(Rows from a dataset)
☆ ☆ ☆

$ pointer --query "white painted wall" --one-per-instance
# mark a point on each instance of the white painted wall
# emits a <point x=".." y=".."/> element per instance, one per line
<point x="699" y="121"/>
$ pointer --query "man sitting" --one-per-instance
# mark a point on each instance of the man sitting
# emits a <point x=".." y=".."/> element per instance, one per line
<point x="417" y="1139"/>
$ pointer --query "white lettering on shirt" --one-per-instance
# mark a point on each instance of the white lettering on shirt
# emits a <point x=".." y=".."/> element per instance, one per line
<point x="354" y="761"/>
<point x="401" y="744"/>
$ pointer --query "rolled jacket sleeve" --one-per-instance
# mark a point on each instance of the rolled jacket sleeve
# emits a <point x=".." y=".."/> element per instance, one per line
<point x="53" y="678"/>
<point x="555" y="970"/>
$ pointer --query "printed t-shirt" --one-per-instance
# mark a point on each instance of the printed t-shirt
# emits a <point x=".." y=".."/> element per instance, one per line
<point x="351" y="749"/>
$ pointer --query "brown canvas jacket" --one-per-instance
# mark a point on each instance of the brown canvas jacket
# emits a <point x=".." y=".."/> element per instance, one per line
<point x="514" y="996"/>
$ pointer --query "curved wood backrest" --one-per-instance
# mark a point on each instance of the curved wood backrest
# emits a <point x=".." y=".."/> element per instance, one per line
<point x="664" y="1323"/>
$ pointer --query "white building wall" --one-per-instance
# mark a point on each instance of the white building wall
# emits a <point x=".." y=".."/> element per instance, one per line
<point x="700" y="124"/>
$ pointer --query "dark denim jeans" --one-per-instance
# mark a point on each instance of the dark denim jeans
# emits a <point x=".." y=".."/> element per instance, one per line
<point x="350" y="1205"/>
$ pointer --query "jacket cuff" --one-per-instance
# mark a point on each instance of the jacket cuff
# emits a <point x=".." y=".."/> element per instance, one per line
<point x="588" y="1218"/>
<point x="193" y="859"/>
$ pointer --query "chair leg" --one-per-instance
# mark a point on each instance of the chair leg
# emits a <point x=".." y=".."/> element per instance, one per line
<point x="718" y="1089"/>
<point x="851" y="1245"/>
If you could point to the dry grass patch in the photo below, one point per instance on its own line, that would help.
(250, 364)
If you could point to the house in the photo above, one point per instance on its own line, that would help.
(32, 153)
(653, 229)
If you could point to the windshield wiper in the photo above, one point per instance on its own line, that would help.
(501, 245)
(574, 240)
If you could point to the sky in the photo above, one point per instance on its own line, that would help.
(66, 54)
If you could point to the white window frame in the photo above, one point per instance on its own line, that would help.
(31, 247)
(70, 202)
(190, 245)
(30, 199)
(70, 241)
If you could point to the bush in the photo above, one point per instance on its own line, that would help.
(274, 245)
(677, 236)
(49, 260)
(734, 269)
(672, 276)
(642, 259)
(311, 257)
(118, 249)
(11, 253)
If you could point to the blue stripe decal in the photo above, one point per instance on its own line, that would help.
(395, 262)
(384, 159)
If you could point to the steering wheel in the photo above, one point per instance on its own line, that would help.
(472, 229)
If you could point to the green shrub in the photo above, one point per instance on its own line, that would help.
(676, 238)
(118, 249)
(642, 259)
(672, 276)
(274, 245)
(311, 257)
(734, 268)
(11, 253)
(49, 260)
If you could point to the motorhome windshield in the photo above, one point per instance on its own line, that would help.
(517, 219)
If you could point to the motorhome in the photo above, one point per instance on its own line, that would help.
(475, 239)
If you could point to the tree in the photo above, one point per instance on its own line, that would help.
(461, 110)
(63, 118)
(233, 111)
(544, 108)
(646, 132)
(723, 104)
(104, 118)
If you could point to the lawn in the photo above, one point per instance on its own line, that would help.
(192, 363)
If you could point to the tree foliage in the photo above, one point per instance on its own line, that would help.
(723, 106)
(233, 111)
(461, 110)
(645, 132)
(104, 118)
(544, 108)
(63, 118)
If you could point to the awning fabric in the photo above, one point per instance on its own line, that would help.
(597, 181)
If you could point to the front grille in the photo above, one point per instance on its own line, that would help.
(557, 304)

☆ ☆ ☆

#### Goal
Your task is to repeat the data exactly, with nothing left out.

#### The result
$ pointer --query "white painted wall" --one-per-instance
# mark a point on each instance of the white painted wall
# emits a <point x=".." y=".."/> element per instance, one per line
<point x="699" y="121"/>
$ pointer --query "man sitting" --one-per-instance
# mark a point on each instance of the man sitting
# emits a <point x=".." y=".."/> element per instance, one per line
<point x="417" y="1139"/>
$ pointer --query "white lettering on shirt" --one-per-instance
# mark a point on each instance of the white lettering on shirt
# emits a <point x=".." y=".."/> element per instance, one per line
<point x="354" y="761"/>
<point x="401" y="744"/>
$ pointer --query "rolled jacket sleeve" --one-per-instance
# mark a point on each instance of the rolled jacket sleeve
# emits a <point x=".." y=".."/> element per instance, one per line
<point x="53" y="678"/>
<point x="555" y="970"/>
$ pointer --query "printed t-shirt" --one-per-instance
# mark a point on each instance of the printed t-shirt
# emits a <point x=".." y=".."/> element per instance, one per line
<point x="351" y="749"/>
$ pointer --query "brown canvas jacket" --one-per-instance
# mark a point on each instance of the brown canvas jacket
# emits a <point x=".." y=".."/> element per instance, one per line
<point x="514" y="996"/>
$ pointer --query "curved wood backrest" --one-per-instance
# mark a point on each instance of the curved wood backrest
# emits a <point x=".." y=".."/> element per instance, one per line
<point x="664" y="1323"/>
$ pointer --query "white building wall" --one-per-instance
# mark a point on each instance of the white building wall
# emits a <point x=".." y=".."/> element per instance, one per line
<point x="700" y="124"/>
$ pointer --query "dark denim jeans" --one-per-instance
# mark a point on each instance of the dark denim jeans
# emits a <point x=".." y=".."/> element per instance, one per line
<point x="350" y="1205"/>
$ pointer --query "jacket cuff" --one-per-instance
# mark a point on each instance of the jacket cuff
# emits a <point x=".." y=".."/> element per instance, one per line
<point x="588" y="1218"/>
<point x="193" y="859"/>
$ pointer --query "chair leg" --one-per-instance
# mark a point on each instance of the chair leg
# emits a <point x=".." y=".."/> element per instance, one per line
<point x="718" y="1089"/>
<point x="851" y="1245"/>
If you could point to the dry grass patch in the photo below, one point per instance on its own line, that would help.
(250, 364)
If you could point to the house in the photo above, one point per instance on its own line, that would help.
(32, 153)
(653, 229)
If you could point to the windshield wiper in the photo above, one point per instance on its own line, that would help.
(501, 245)
(574, 240)
If you could point to the sky in the photo above, one point per instance on its own line, that would help.
(66, 54)
If you could point to the white window frame in the photo above, one point per instance on its own line, that would help.
(31, 247)
(70, 202)
(190, 245)
(30, 199)
(70, 241)
If you could point to the bush in the photo above, one point per instance on its own line, that would help.
(274, 245)
(677, 236)
(49, 260)
(734, 269)
(672, 276)
(642, 259)
(311, 257)
(118, 249)
(11, 253)
If you could point to the blue stripe decal in the photo above, one point per instance on its own line, that would help.
(395, 262)
(384, 159)
If you could point to the steering wheel in the photo above, one point per instance on its own line, that would help.
(472, 229)
If you could point to the green shrub in the photo above, one point per instance on its own line, that would help.
(676, 238)
(118, 249)
(642, 259)
(672, 276)
(274, 245)
(311, 257)
(734, 268)
(11, 253)
(49, 260)
If you could point to the motorhome windshield in the photo above, one point per instance on its own line, that would help.
(517, 219)
If you could point to the motorhome in the photo above, one point per instance on its own line, that would help.
(475, 239)
If you could point to the tree in the photo above, one point per instance on its own line, that would help.
(461, 110)
(63, 118)
(233, 111)
(544, 108)
(646, 132)
(723, 104)
(104, 118)
If you could point to the lawn in the photo above, one point per instance on its own line, that would help.
(192, 363)
If you could point to the tree foliage in the photo above, one point per instance on its own line, that would help.
(723, 106)
(233, 111)
(461, 110)
(645, 132)
(104, 118)
(544, 108)
(63, 118)
If you could point to the awning fabric in the photo above, one point per instance on its own line, that would help.
(597, 181)
If you could point to the front grille in the photo above, one point per instance on its own line, that would help.
(557, 304)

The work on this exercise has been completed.